═════ Texto fornecido ═════

A razão de não votar na Iniciativa Liberal


Não tardará que a cidade se torne numa manta de retalhos, com cada uma das forças políticas a querer o seu protagonismo e quinhão.


A tarefa não vai ser fácil para os candidatos à Câmara Municipal de Lisboa que terão que ser muito claros na mensagem que irão passar até ao dia das eleições. Isto, se quiserem mobilizar os eleitores para se deslocarem às urnas e comprometê-los com o futuro da cidade para os próximos 4 anos. A taxa de abstenção nas últimas eleições foi de 48,8%, o que correspondeu a cerca de 240 mil pessoas que escolheram não votar. São muitos votos à solta, resultado de um desinteresse crescente em participar e optar por um projeto que dê um rumo à cidade. Para uns, a responsabilidade é dos candidatos que não têm as características necessárias para mobilizar e agregar votos; para outros, onde me incluo, este malquisto dos eleitores em relação a quem se dedica à causa pública é um envenenamento mediatizado que se instalou na nossa sociedade, desvalorizando todo e qualquer princípio democrático e constitucional, hipotecando a capacidade analítica e crítica dos que se alimentam da conversa podre.

Os protagonistas destas eleições são todos muito diferentes e há para todos os gostos e feitios. Dois deles são, sobejamente, conhecidos, até porque levam um bom avanço em campanhas eleitorais e em experiência autárquica relativamente aos seus adversários, que concorrem pela primeira vez como cabeças de lista a uma eleição autárquica.

═════ Registos do conjunto ═════

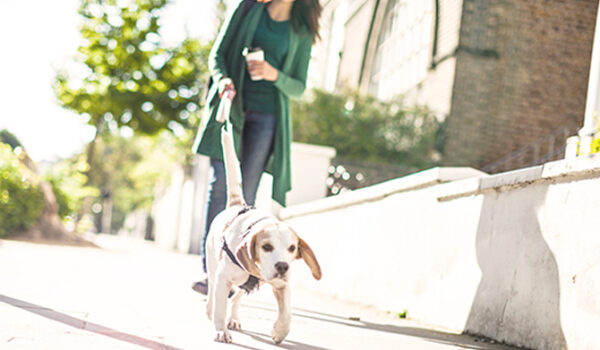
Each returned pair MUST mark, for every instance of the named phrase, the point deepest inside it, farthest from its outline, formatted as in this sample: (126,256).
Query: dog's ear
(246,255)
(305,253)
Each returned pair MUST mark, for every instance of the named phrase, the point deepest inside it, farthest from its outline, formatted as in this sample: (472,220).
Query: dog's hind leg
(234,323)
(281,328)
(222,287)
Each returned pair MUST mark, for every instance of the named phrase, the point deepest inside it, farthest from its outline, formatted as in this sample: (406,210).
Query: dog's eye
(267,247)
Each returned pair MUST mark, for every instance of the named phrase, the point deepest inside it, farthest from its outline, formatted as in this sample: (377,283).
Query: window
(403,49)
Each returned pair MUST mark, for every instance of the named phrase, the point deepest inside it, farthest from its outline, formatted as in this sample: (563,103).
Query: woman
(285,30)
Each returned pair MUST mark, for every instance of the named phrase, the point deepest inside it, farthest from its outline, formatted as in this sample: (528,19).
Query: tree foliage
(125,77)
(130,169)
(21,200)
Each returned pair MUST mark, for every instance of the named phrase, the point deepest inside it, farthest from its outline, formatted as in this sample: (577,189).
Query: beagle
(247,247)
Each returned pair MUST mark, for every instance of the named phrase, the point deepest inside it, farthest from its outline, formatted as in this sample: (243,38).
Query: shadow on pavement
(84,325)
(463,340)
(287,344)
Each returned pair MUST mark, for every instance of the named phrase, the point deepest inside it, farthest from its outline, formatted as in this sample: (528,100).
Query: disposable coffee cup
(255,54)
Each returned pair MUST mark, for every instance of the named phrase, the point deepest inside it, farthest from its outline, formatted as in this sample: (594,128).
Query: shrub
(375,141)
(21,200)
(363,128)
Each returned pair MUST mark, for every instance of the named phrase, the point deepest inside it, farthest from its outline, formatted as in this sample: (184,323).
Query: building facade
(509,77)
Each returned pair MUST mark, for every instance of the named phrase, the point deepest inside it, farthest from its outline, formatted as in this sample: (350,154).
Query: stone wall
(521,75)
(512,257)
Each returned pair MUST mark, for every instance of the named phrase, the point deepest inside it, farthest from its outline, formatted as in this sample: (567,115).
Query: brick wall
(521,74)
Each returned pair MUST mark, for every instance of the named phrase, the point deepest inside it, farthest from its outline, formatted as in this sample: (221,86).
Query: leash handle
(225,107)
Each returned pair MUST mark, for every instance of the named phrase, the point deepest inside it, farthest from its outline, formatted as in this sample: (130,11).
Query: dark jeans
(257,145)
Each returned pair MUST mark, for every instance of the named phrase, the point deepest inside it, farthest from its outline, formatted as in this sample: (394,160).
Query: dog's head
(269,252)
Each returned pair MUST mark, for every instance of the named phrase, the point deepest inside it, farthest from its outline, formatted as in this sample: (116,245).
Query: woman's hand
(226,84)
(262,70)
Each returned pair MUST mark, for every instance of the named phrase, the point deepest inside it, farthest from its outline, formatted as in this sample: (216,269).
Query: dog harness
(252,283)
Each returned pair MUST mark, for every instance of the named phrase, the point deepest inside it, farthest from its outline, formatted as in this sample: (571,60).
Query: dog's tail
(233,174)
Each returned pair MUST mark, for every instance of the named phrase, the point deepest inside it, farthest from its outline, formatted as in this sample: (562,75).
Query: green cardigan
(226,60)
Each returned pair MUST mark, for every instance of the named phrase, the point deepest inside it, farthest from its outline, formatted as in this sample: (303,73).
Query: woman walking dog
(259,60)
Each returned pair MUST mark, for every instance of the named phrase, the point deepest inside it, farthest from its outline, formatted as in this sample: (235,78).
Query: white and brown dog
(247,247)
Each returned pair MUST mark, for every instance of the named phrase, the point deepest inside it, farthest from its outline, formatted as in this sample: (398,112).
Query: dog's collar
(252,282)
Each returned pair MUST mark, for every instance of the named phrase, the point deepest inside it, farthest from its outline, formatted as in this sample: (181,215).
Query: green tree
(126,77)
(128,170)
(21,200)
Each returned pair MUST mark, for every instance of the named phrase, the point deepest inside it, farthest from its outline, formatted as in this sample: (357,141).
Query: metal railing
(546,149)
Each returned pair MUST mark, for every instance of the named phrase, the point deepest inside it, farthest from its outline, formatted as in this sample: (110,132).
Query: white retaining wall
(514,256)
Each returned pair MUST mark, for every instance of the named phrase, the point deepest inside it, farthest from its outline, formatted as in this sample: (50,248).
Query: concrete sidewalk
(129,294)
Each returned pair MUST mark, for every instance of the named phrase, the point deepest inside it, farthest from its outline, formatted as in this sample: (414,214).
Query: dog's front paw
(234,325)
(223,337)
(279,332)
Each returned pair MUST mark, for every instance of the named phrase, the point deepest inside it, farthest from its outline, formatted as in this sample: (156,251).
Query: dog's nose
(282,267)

═════
═════ Registos do conjunto ═════

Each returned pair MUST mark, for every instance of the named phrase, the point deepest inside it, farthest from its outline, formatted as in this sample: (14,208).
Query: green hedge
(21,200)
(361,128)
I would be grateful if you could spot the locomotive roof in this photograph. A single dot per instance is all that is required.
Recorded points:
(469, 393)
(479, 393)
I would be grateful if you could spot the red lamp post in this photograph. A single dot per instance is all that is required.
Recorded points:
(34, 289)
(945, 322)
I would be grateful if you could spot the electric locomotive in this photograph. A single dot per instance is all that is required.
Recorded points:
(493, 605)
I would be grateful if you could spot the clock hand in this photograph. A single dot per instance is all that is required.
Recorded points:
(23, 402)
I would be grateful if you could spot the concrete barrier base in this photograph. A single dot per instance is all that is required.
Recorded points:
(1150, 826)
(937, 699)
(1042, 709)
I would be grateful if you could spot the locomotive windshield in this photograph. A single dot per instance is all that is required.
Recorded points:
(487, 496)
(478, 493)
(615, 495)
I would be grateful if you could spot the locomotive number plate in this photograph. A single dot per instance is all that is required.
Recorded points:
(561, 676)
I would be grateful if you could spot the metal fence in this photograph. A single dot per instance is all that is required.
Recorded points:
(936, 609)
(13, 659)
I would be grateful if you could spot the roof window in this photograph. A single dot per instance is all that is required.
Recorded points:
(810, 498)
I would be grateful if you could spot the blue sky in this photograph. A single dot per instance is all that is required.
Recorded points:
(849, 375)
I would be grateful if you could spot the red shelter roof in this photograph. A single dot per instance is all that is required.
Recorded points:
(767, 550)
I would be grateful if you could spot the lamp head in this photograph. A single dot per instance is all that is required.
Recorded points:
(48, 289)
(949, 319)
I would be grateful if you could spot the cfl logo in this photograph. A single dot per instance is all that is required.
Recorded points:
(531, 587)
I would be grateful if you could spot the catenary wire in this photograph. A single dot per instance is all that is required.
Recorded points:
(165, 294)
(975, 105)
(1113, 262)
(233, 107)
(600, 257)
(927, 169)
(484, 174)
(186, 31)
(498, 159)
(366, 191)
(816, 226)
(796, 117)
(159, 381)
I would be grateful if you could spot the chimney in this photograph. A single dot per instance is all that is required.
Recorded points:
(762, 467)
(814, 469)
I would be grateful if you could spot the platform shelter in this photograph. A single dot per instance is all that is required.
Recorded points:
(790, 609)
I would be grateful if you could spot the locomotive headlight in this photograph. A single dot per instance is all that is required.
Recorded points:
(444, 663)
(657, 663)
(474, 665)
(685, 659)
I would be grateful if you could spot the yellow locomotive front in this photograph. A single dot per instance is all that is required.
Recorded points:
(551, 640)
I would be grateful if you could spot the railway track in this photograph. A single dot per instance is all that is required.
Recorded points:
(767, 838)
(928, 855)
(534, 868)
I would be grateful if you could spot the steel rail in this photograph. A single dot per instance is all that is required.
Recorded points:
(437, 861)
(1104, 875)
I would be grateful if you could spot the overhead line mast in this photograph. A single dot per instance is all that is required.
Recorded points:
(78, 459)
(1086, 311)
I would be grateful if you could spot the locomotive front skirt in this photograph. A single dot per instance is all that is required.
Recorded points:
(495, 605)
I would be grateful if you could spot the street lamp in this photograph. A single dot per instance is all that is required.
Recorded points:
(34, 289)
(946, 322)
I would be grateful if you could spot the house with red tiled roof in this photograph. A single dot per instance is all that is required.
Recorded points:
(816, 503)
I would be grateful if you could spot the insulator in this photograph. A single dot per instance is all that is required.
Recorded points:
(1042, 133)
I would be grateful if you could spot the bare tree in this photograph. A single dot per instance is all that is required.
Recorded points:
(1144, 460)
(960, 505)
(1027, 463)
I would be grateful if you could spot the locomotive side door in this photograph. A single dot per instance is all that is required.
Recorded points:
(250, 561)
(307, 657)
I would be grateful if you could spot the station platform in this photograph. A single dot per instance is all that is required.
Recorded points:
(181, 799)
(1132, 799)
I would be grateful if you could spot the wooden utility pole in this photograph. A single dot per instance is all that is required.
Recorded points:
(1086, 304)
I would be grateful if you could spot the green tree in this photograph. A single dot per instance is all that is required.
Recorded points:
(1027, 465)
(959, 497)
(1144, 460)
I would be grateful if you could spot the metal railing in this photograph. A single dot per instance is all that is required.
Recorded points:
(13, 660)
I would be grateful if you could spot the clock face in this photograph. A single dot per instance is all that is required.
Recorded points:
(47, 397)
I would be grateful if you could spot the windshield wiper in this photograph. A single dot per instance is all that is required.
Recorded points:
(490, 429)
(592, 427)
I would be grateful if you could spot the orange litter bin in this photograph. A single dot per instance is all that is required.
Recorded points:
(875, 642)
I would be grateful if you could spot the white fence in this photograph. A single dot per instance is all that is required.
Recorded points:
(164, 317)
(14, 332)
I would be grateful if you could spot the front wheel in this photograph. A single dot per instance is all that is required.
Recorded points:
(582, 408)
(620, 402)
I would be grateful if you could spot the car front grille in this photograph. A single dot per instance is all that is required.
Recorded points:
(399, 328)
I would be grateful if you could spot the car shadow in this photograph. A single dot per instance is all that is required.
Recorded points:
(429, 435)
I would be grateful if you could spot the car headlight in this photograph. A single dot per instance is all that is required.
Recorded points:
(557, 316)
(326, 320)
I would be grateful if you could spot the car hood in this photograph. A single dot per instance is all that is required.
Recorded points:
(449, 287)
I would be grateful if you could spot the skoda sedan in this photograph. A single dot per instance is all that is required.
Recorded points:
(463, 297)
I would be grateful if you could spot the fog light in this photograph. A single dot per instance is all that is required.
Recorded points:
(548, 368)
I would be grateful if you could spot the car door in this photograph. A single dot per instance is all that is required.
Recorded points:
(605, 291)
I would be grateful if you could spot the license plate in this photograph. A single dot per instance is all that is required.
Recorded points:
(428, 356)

═════
═════ Registos do conjunto ═════

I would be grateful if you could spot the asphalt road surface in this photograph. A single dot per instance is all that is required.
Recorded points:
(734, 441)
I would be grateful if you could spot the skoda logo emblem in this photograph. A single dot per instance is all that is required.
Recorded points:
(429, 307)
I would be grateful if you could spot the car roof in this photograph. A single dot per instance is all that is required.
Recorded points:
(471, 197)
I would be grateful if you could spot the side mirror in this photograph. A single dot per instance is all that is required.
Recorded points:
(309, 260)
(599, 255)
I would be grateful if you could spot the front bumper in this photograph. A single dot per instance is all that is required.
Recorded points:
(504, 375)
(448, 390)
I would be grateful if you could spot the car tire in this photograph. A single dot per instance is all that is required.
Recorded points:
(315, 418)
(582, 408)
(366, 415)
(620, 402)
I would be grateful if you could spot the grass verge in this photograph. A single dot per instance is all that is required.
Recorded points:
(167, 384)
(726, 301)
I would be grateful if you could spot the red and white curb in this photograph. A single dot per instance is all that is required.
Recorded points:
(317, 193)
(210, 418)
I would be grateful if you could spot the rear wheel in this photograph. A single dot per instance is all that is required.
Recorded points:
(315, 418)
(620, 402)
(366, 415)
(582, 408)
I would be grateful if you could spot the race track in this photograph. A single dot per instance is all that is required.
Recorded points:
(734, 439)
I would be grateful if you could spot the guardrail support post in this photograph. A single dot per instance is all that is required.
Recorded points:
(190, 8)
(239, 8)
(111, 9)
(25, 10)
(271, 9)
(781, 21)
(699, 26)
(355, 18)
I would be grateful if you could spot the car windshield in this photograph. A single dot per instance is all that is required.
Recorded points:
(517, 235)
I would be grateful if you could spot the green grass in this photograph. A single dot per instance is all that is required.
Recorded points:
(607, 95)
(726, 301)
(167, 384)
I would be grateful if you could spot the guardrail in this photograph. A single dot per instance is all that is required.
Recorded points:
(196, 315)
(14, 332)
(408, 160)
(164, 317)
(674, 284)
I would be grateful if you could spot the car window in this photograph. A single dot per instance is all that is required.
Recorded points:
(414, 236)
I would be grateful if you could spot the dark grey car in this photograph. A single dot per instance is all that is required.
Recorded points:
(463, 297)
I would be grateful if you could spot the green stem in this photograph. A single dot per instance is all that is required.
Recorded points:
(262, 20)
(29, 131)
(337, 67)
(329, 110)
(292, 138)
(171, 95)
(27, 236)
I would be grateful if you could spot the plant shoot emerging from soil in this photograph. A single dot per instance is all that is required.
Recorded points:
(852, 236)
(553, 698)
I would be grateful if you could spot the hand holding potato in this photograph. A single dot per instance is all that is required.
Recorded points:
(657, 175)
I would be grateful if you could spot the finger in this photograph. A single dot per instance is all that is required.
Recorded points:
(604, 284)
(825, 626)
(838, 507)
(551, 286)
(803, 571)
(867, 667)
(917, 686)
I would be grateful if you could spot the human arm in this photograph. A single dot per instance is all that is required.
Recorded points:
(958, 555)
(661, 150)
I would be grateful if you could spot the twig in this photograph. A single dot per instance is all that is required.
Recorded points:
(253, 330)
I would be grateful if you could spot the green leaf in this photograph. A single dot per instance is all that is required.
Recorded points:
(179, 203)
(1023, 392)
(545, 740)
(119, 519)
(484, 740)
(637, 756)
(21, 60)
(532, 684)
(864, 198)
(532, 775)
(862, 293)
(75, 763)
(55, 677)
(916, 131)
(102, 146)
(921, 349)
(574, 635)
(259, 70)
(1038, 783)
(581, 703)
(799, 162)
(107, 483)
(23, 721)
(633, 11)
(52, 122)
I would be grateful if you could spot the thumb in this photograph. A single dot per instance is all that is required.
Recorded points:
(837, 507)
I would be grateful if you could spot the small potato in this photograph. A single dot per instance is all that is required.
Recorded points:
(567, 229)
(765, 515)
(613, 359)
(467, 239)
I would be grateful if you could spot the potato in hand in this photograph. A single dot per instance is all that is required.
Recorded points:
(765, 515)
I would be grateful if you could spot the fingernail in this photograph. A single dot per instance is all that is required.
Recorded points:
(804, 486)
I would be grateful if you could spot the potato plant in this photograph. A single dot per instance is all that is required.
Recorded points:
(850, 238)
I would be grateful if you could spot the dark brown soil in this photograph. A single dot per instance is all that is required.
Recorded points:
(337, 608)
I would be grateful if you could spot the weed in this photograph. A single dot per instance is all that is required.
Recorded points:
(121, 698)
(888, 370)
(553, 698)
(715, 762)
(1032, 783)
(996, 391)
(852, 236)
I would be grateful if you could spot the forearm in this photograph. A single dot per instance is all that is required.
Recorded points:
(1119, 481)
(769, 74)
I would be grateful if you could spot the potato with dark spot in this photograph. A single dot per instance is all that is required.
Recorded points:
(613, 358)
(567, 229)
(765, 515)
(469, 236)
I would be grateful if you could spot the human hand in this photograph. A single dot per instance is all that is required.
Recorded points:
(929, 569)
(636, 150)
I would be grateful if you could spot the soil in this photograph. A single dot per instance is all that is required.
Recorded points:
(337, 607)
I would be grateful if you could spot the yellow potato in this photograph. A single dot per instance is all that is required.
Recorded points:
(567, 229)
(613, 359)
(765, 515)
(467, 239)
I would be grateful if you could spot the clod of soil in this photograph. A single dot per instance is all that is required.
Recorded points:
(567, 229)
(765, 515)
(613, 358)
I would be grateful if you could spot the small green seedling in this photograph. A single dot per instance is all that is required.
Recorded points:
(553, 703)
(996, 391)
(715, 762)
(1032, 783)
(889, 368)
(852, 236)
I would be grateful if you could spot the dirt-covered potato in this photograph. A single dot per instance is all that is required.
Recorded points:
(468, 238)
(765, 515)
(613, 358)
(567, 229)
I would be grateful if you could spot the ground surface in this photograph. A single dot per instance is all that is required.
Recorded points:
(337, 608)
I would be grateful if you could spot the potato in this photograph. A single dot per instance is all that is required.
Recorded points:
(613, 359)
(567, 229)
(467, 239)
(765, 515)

═════

Tarefas propostas
- 1) Extraia do texto sobre as eleições em Lisboa o trecho desde "Os protagonistas destas" até "uma eleição autárquica.".
- 2) Resuma em duas frases o texto sobre as eleições em Lisboa.
- 3) Por favor, prossiga o texto sobre as eleições em Lisboa a partir da última frase apresentada.

Respostas às tarefas
- 1)
Os protagonistas destas eleições são todos muito diferentes e há para todos os gostos e feitios. Dois deles são, sobejamente, conhecidos, até porque levam um bom avanço em campanhas eleitorais e em experiência autárquica relativamente aos seus adversários, que concorrem pela primeira vez como cabeças de lista a uma eleição autárquica.

- 2) Os candidatos à Câmara Municipal de Lisboa terão de passar uma mensagem muito clara para mobilizar os eleitores, já que nas últimas eleições a abstenção foi de 48,8%, cerca de 240 mil pessoas. Os protagonistas são muito diferentes: dois são bem conhecidos e levam vantagem em campanhas e experiência autárquica, enquanto os adversários concorrem pela primeira vez como cabeças de lista numa eleição autárquica.

- 3)
O candidato do Partido Socialista (PS) dispensa qualquer apresentação. Fernando Medina é presidente da Câmara Municipal de Lisboa desde 2015, quando sucedeu a António Costa e este trocou o poder local pelo Governo de Portugal, deixando-o em substituição nos dois últimos anos de mandato. Em 2017, apresentou-se pela primeira vez a eleições e ganhou com oito mandatos para a vereação, menos três do que António Costa havia alcançado.

Pela Coligação Democrática Unitária, e pela terceira vez, João Ferreira é o rosto dos comunistas e dos verdes, que tem cumprido os mandatos de vereador de oposição e, por essa razão, é um conhecedor da realidade lisboeta e da gestão executiva, sem se ter “casado” com o PS durante o mandato municipal, a não ser pontualmente.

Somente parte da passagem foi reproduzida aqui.